Page:
# # # #
Charles Morerod, évêque de Lausanne, Genève et Fribourg (Photo: Pierre Pistoletti)
Suisse

Mgr Morerod: «Etre homosexuel n’est pas un crime ni un péché»

Fribourg, 12.08.2015 (cath.ch-apic) «Etre homosexuel n’est pas un crime ni un péché», affirme Mgr Charles Morerod, évêque de Lausanne, Genève et Fribourg (LGF), au quotidien romand «Le Temps» du 12 août 2015. «L’Eglise peut se réjouir des homosexuels», assure dans le même temps Mgr Urban Federer, Père Abbé d’Einsiedeln, dans le contexte des récentes déclarations de Mgr Huonder, taxées par certains d’homophobes.

Mgr Morerod attend que l’évêque de Coire s’explique lui-même sur sa déclaration. Mgr Huonder avait cité fin juillet dans un congrès en Allemagne un texte du Lévitique, selon lequel: «Quand un homme couche avec un homme comme on couche avec une femme, ce qu’ils font tous les deux est une abomination: ils seront mis à mort, leur sang retombera sur eux». Ces propos ont provoqué une vague de protestations, notamment des milieux homosexuels. Deux plaintes pénales ont été posées contre le prélat grison, dont une de la part de l’association gay suisse «Pink Cross».
# # # #
Petite tâche A: Renvoyez à l'identique le passage de l'article sur Mgr Morerod qui va de « Fribourg, 12.08.2015 (cath.ch-apic) » à « par certains d’homophobes. ».
Petite tâche B: Prolongez l'article sur Mgr Morerod en reprenant après sa dernière phrase.
Les enregistrements proviennent d'une autre source.

Lignes de données:
# # # #
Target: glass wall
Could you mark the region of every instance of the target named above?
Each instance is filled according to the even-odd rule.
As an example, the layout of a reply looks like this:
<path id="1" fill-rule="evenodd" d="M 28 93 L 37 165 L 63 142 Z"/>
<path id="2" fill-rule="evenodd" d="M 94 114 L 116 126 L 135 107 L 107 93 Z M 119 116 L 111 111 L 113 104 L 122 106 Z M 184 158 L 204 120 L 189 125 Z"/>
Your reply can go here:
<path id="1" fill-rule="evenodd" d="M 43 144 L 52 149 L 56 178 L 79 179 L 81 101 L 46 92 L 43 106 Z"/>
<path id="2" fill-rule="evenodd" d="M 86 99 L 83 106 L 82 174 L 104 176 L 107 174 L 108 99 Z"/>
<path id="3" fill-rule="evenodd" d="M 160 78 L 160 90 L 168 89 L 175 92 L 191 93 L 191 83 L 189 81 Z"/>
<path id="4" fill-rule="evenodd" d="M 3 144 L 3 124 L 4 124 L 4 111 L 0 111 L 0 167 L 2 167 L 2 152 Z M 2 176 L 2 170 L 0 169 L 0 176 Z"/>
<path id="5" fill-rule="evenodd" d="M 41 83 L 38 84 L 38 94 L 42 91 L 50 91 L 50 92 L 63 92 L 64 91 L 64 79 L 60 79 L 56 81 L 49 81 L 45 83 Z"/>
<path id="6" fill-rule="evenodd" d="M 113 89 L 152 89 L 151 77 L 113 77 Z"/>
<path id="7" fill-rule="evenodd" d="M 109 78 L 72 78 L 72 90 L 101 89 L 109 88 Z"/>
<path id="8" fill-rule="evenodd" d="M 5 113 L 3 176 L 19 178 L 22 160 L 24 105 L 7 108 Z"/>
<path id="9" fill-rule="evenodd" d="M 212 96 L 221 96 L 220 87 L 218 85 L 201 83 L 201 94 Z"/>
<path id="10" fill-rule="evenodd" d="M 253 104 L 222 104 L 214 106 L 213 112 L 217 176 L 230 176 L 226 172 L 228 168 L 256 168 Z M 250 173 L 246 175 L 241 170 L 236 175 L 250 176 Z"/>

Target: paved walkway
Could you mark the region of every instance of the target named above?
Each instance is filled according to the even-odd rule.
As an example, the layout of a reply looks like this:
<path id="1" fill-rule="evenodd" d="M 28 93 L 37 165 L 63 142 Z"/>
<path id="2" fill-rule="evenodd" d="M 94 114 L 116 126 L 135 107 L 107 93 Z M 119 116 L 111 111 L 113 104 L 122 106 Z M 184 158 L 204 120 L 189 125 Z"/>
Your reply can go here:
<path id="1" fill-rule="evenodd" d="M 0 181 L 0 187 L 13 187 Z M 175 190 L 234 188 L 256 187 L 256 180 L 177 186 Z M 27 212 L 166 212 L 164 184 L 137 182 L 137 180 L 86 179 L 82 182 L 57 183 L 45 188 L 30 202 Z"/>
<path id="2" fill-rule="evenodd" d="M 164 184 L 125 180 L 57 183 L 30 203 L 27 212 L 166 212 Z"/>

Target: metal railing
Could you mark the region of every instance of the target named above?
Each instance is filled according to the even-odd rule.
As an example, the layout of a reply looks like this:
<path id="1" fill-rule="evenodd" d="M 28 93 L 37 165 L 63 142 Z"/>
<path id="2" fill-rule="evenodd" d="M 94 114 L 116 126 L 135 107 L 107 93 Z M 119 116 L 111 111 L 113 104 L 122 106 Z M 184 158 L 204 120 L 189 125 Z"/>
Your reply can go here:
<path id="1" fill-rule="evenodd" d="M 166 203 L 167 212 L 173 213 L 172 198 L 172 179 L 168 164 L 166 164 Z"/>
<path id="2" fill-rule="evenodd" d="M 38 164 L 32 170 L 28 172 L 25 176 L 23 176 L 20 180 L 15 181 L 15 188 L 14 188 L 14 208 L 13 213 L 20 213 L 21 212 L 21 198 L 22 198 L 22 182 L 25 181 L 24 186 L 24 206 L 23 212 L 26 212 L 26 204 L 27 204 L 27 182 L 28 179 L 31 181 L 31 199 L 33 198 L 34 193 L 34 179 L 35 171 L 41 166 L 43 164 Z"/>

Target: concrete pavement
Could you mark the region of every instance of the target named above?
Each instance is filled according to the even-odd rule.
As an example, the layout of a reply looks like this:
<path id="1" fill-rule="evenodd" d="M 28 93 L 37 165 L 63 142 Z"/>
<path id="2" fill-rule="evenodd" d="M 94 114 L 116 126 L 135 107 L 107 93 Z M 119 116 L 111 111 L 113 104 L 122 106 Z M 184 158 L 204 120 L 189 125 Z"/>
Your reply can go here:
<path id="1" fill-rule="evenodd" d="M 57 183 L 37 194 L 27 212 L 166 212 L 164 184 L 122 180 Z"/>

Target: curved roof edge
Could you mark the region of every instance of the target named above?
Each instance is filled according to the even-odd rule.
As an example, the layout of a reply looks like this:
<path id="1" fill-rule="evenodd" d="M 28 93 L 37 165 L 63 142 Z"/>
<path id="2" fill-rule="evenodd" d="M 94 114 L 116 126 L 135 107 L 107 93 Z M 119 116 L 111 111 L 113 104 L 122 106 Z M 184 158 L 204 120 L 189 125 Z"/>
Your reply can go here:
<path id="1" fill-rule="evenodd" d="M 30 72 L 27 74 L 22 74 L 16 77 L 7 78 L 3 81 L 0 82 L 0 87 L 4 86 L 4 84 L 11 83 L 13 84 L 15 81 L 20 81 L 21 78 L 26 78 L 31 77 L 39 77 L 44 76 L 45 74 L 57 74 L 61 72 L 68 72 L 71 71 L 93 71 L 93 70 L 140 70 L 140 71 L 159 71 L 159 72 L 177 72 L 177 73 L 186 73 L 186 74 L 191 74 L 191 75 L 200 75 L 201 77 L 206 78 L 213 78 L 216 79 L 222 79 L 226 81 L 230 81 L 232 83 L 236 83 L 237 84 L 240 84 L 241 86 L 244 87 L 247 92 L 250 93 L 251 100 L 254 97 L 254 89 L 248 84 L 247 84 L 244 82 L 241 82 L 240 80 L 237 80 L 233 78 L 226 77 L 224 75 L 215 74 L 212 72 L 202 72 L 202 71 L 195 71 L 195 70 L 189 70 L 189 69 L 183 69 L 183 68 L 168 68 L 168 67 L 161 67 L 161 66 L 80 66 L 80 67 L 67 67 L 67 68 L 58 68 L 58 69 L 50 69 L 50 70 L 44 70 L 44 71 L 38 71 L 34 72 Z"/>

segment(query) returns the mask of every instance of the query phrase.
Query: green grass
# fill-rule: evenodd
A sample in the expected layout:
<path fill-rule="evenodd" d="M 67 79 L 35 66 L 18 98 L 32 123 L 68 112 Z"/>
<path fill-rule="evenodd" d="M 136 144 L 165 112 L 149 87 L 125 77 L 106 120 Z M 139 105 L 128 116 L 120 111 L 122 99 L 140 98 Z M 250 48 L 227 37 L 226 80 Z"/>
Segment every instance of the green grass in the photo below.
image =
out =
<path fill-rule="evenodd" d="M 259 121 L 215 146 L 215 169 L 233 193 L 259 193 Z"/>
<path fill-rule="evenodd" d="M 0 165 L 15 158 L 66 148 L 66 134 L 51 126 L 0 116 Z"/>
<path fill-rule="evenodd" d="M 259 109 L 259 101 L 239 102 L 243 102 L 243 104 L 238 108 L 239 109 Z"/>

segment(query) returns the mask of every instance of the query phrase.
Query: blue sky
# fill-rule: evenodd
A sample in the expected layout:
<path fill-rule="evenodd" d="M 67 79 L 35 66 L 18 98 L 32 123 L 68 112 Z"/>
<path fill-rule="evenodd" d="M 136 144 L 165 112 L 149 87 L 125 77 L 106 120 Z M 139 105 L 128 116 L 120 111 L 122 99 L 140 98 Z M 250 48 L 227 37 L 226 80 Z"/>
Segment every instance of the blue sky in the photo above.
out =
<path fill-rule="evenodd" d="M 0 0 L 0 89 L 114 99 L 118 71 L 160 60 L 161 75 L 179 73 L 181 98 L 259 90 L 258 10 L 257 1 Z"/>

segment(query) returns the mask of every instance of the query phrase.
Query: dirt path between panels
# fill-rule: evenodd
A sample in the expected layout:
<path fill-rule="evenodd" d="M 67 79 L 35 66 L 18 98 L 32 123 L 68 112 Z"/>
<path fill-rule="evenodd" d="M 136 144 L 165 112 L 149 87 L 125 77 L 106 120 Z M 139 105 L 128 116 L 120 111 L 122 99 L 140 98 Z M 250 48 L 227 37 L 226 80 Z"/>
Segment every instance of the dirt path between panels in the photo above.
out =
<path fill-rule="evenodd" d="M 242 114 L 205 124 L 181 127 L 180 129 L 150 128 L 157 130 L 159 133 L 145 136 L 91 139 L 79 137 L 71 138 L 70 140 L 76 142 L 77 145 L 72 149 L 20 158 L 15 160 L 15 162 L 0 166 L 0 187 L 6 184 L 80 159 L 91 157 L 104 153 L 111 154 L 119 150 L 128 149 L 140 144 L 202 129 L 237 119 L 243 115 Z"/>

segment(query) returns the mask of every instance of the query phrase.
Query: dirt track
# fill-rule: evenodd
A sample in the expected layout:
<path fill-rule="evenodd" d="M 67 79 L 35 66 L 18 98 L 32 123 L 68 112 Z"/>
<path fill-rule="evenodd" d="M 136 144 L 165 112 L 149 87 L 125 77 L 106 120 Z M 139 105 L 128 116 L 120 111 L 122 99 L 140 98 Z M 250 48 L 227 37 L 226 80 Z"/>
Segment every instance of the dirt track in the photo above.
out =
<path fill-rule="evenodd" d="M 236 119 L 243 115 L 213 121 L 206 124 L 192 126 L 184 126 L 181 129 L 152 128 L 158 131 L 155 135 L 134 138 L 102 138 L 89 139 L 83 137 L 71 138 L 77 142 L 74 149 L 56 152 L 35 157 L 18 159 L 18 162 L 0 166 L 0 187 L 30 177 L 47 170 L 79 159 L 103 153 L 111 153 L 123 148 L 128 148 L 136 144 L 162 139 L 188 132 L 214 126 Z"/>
# # # #
Résultat de l'exercice A:
Fribourg, 12.08.2015 (cath.ch-apic) «Etre homosexuel n’est pas un crime ni un péché», affirme Mgr Charles Morerod, évêque de Lausanne, Genève et Fribourg (LGF), au quotidien romand «Le Temps» du 12 août 2015. «L’Eglise peut se réjouir des homosexuels», assure dans le même temps Mgr Urban Federer, Père Abbé d’Einsiedeln, dans le contexte des récentes déclarations de Mgr Huonder, taxées par certains d’homophobes.

Résultat de l'exercice B:
Relire l’Ancien Testament à la lumière du Nouveau

Son confrère de LGF relève ainsi que ce genre de question a un potentiel diviseur pour toute Eglise, en raison de divergences sérieuses dans le traitement des textes bibliques. Il souligne le cas de l’Eglise anglicane, où la question de l’homosexualité est l’un des premiers motifs de tensions. Mgr Morerod explique que, dans l’Eglise catholique, il y a sur le plan moral une question générale: «prêche-t-on à temps et à contretemps, dans quelle mesure tient-on compte des développements de la société et de la culture?» Tout en admettant que cette question n’est pas nouvelle, il souligne qu’elle «se pose avec acuité dans notre monde en changement rapide». Mgr Morerod rappelle ainsi que plus beaucoup de monde estime encore qu’il faille transposer les textes du Lévitique tels quels. Relevant que Mgr Huonder «n’a pas dit qu’il fallait le faire littéralement», il assure que les chrétiens relisent en principe ces textes à la lumière du Nouveau Testament: «Que celui qui n’a jamais péché jette la première pierre», «qui a vécu par l’épée mourra par l’épée».

«Le point de départ de la vie chrétienne est la foi»

Mgr Morerod rappelle qu’il a toujours été radicalement opposé à la peine de mort, même pour les crimes. «A plus forte raison pour ce qui n’est pas un crime», précise-t-il. «Le fait d’être homosexuel – surtout sans choix personnel! – n’est pas un crime, ni un péché», affirme le prélat fribourgeois. Il rappelle que l’Eglise, suivant la Bible, parle de certains actes comme des péchés, parce qu’elle pense que la fécondité liée à la différence homme-femme est un caractère central de la sexualité. «Mais il est évident qu’en dehors d’une perspective religieuse, pas seulement chrétienne, cette approche semble absurde à la plupart de nos contemporains», déclare l’évêque de LGF. «J’ai toujours dit que le point de départ de la vie chrétienne est la foi, pas la morale qui en découle», conclut Mgr Morerod.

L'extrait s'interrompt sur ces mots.